**引用文**
○ ○ ○ ○
古来より世界各地において、都市計画の際に、地域の卓越風を考慮して街路の方向や土地利用を決める方法が、主として温冷感や衛生上の観点から取り入れられており、都市と風の問題の歴史は長い。近代になると、19世紀に鉄骨構造とガラス張りの採用により実現した高層ビルが多くの国で都市景観の主流となり、従来考慮されていた都市と風の関係とはまったく異なる都市の風問題、すなわちビル風による強風問題を表出させた。その対応としてさまざまな検討や研究が行われてきたが、風環境を取りまく社会的背景や工学的技術、学術的な知見は、ビル風が社会問題化した当時とは大きく変化している。こうした変化をふまえて、従来にも増して、風と上手に付き合う建築や都市の設計が求められている。

しかし、風は非線形現象であるため、一般的な最適解が必ずしも当てはまらない場合もあり、一つの事例が特殊解となる場合も多い。したがって、対象とする建築物あるいは都市計画ごとに、それにかかわる技術者が風の問題に対する工夫や配慮を検討することが求められる。本書は、こうした都市の風環境の問題に対して、①基礎的な知識の習得、②問題に直面したときの拠り所(より詳しい情報を得るためのガイド)として使用できることを意図して企画された。また、風工学の専門家と非専門家がコミュニケーションをとるための認識共有の手段として使用されることも期待している

想定する読者は、建築関係の基本的な知識は有するが、風環境についてはとくに知識・経験のない技術者(技術研究所を有する大規模建設会社の設計部門、技術研究所をもたない建設会社、設計事務所、官公庁・地方自治体など)、さらには、これから都市の風環境について学ぼうとする大学院生などである。
○ ○ ○ ○
**行の一覧**

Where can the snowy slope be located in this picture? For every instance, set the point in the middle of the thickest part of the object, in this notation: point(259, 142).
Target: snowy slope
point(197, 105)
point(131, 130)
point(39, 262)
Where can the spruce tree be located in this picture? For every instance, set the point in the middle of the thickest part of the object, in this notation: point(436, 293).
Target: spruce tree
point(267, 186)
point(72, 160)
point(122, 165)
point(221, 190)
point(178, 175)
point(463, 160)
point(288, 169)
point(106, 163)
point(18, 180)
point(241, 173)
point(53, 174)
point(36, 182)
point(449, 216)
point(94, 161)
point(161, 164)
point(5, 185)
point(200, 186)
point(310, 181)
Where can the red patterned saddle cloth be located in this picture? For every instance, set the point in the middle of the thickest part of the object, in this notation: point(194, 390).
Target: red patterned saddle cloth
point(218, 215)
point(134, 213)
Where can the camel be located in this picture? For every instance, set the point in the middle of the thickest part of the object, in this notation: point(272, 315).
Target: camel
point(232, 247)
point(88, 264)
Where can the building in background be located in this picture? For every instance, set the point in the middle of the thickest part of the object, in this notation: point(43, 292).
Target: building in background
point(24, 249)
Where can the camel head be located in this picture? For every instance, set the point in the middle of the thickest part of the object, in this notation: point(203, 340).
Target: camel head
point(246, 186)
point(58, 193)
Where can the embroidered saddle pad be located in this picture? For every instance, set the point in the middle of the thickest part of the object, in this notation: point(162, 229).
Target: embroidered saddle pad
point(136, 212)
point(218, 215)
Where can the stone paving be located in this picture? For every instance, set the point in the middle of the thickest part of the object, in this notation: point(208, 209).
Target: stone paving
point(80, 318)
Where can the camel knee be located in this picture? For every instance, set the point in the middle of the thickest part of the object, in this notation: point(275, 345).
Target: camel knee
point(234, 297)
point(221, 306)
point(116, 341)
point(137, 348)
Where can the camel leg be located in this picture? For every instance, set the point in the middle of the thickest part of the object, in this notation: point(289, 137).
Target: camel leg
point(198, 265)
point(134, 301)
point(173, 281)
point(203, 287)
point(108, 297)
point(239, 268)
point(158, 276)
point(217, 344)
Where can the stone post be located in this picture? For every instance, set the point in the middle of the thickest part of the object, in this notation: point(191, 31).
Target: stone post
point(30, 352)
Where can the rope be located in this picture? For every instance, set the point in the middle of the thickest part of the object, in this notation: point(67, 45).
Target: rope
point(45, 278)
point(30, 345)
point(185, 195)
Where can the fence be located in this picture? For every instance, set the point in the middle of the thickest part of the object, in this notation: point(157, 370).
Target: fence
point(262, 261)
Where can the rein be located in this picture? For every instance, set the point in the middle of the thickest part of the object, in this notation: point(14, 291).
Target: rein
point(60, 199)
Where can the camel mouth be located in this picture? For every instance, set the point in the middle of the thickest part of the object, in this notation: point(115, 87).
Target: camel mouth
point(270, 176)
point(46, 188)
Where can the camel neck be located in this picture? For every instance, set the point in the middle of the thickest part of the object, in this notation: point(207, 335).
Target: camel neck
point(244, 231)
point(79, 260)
○ ○ ○ ○
**やること**
• A. 都市の風についての引用文では、19世紀に高層ビルを実現させたのは何の採用だとされていますか？
• B. 都市の風についての引用文から、「古来より世界各地において、都」のある部分から始めて、「うとする大学院生などである。」のところまでを一字も変えずに書き写してください。
• C. 都市の風についての引用文の最後の文のあとに続く部分を書いてください。

**答えの一覧**
• A. 鉄骨構造とガラス張りの採用です。

• B.
古来より世界各地において、都市計画の際に、地域の卓越風を考慮して街路の方向や土地利用を決める方法が、主として温冷感や衛生上の観点から取り入れられており、都市と風の問題の歴史は長い。近代になると、19世紀に鉄骨構造とガラス張りの採用により実現した高層ビルが多くの国で都市景観の主流となり、従来考慮されていた都市と風の関係とはまったく異なる都市の風問題、すなわちビル風による強風問題を表出させた。その対応としてさまざまな検討や研究が行われてきたが、風環境を取りまく社会的背景や工学的技術、学術的な知見は、ビル風が社会問題化した当時とは大きく変化している。こうした変化をふまえて、従来にも増して、風と上手に付き合う建築や都市の設計が求められている。

しかし、風は非線形現象であるため、一般的な最適解が必ずしも当てはまらない場合もあり、一つの事例が特殊解となる場合も多い。したがって、対象とする建築物あるいは都市計画ごとに、それにかかわる技術者が風の問題に対する工夫や配慮を検討することが求められる。本書は、こうした都市の風環境の問題に対して、①基礎的な知識の習得、②問題に直面したときの拠り所(より詳しい情報を得るためのガイド)として使用できることを意図して企画された。また、風工学の専門家と非専門家がコミュニケーションをとるための認識共有の手段として使用されることも期待している

想定する読者は、建築関係の基本的な知識は有するが、風環境についてはとくに知識・経験のない技術者(技術研究所を有する大規模建設会社の設計部門、技術研究所をもたない建設会社、設計事務所、官公庁・地方自治体など)、さらには、これから都市の風環境について学ぼうとする大学院生などである。

• C.
なお、建築構造の分野に属する風と建築の問題については、基本的に触れていないことをあらかじめお断りしておく。これについては、適宜別の文献などを参照されたい。

本書は、以下の構成からなる。第Ⅰ編は基礎編として、都市の風環境にかかわる基礎的な事項を解説する。第1章では、統計的性質から地形の影響まで風環境問題の歴史と現状について概観した。第2章では、都市の風の性質について述べる。第3章では、建築・都市の形態と風環境の関係を、おもに強風発生の観点から解説する。一方、第4章では、風が吹かないことによる問題、すなわち弱風によって起こる環境障害について説明する。第Ⅱ編は実践編として、風環境の予測・評価・対策の一般的な手順に沿って各段階での要点を解説する。第5章では、まず風環境評価の一連の流れを説明する。第6章では、風に関するデータの収集・調査の方法について解説する。第7章では、都市の風環境の予測ツールとして、風洞実験やCFDの基本的事項を解説する。第8章では、都市の風環境の評価の考え方と使われる評価指標を説明する。第9章では、都市の風環境の対策を具体的な事例とともに解説する。巻末には、資料編として、風を活かした建築・都市の計画事例、全国主要都市の風速データおよび全国自治体の環境影響評価条例(風環境に関するもの)を示している。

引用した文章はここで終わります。